#### Consigne
Recopiez fidèlement le passage de l'article ci-dessous sur La Cinquième Saison compris entre « Tout au long » et « rôle central ? », ces deux segments inclus.

#### Texte fourni

[Rentrée littéraire 2024] Erik Orsenna a accepté de se livrer sur les influences ayant conduit à l’écriture de son dernier roman, La Cinquième Saison : un roman vénitien, et son ambiance de conte vénitien.
Dans La Cinquième Saison (Robert Laffont), un des romans les plus remarquables de cette rentrée littéraire, l’académicien Erik Orsenna dresse un portrait sublime de la ville de Venise. Une ville entre terre et mer, baignée par les arts et la musique, mais aussi menacée par la montée des eaux et la pollution de la lagune, due au surtourisme.
Tout au long de ce conte fantastique, le romancier imagine une ville soudainement plongée dans une nuit éternelle, alors que le Temps et la Nature ont décidé de figer la Sérénissime, peut-être définitivement. Une galerie de personnages – réels, fictifs ou historiques, allant de compositeurs baroques au romancier lui-même – se succède ainsi dans ce décor sublime, pour tenter de résoudre cette situation inédite. Un roman à clé, fascinant et labyrinthique, dont Erik Orsenna a accepté de nous livrer quelques secrets.
Comment votre nouveau roman, La Cinquième Saison, est-il né ? En quoi la musique y tient-elle un rôle central ?
Tout d’abord, il y a tout le courant de la musique baroque, avec lequel j’ai grandi, mais il y a également le fait que ma famille est liée à la culture de l’Amérique latine, à Cuba, et que, dans mon enfance, l’oncle d’Amérique était une figure qui évoquait avant tout le Brésil, où nous allions très régulièrement. L’Amérique latine, c’est mon autre pays !
Quand j’ai commencé à écrire, nous étions à l’époque du Nouveau Roman, du refus des histoires et de la narration. Mais quand j’ai découvert les romanciers sud-américains, Asturias, García Márquez, Borges… J’ai réalisé que le rationnel n’épuise pas le réel ! On a le droit de raconter des histoires. Et puis, quand j’ai été trop grand pour qu’on me raconte des choses le soir pour m’endormir, on m’a dit : « Si tu veux d’autres histoires, tu n’as qu’à les inventer ! » C’est ce que j’ai fait jusqu’à aujourd’hui, avec toutes ces influences.

#### Données fournies
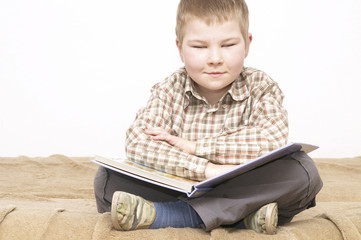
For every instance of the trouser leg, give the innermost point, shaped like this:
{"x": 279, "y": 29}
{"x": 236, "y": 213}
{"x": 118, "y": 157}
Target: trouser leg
{"x": 107, "y": 181}
{"x": 292, "y": 181}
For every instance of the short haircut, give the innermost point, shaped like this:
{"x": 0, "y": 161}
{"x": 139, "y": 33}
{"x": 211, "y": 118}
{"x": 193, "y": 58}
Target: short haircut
{"x": 212, "y": 11}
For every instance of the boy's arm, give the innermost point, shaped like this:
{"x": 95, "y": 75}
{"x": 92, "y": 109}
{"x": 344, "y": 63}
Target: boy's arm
{"x": 267, "y": 130}
{"x": 161, "y": 155}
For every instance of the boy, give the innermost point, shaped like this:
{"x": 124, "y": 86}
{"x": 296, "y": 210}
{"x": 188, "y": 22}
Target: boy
{"x": 204, "y": 119}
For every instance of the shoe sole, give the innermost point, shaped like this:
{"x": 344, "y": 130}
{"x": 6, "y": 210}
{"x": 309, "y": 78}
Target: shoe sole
{"x": 113, "y": 212}
{"x": 271, "y": 219}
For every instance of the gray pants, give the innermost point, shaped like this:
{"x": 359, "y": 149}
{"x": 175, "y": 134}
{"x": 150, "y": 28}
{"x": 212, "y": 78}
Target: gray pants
{"x": 292, "y": 181}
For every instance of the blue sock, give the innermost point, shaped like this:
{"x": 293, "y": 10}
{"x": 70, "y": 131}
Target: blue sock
{"x": 175, "y": 214}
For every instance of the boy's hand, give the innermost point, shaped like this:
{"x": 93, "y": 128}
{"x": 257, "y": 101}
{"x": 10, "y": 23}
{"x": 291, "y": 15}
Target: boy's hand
{"x": 159, "y": 134}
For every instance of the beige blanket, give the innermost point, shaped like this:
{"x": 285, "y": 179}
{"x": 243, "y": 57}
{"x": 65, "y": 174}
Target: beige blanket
{"x": 52, "y": 198}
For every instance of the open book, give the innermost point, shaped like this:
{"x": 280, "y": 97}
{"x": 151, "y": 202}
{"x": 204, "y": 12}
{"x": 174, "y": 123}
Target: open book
{"x": 195, "y": 188}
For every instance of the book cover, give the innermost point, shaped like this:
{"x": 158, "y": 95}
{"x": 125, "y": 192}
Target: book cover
{"x": 190, "y": 187}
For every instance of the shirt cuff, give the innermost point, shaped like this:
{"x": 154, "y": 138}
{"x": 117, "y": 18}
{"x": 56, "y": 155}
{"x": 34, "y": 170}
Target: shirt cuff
{"x": 197, "y": 168}
{"x": 205, "y": 147}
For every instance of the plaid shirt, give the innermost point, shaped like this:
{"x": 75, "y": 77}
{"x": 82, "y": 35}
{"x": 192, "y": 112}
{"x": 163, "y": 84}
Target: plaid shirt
{"x": 246, "y": 123}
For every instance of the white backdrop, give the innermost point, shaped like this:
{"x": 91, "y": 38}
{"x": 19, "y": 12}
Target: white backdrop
{"x": 74, "y": 73}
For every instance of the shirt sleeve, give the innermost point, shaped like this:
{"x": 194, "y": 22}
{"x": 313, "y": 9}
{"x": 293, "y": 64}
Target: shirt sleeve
{"x": 160, "y": 155}
{"x": 267, "y": 130}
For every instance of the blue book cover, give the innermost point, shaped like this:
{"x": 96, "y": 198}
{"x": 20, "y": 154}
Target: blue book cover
{"x": 190, "y": 187}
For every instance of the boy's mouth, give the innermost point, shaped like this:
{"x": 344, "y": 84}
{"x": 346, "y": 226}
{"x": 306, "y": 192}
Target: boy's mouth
{"x": 215, "y": 74}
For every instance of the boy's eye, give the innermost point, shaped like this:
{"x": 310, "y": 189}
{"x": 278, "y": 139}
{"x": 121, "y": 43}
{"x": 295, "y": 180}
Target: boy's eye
{"x": 228, "y": 45}
{"x": 198, "y": 46}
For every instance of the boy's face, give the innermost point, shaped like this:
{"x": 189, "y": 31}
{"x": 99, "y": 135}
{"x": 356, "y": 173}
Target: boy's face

#### Résultat
Tout au long de ce conte fantastique, le romancier imagine une ville soudainement plongée dans une nuit éternelle, alors que le Temps et la Nature ont décidé de figer la Sérénissime, peut-être définitivement. Une galerie de personnages – réels, fictifs ou historiques, allant de compositeurs baroques au romancier lui-même – se succède ainsi dans ce décor sublime, pour tenter de résoudre cette situation inédite. Un roman à clé, fascinant et labyrinthique, dont Erik Orsenna a accepté de nous livrer quelques secrets.
Comment votre nouveau roman, La Cinquième Saison, est-il né ? En quoi la musique y tient-elle un rôle central ?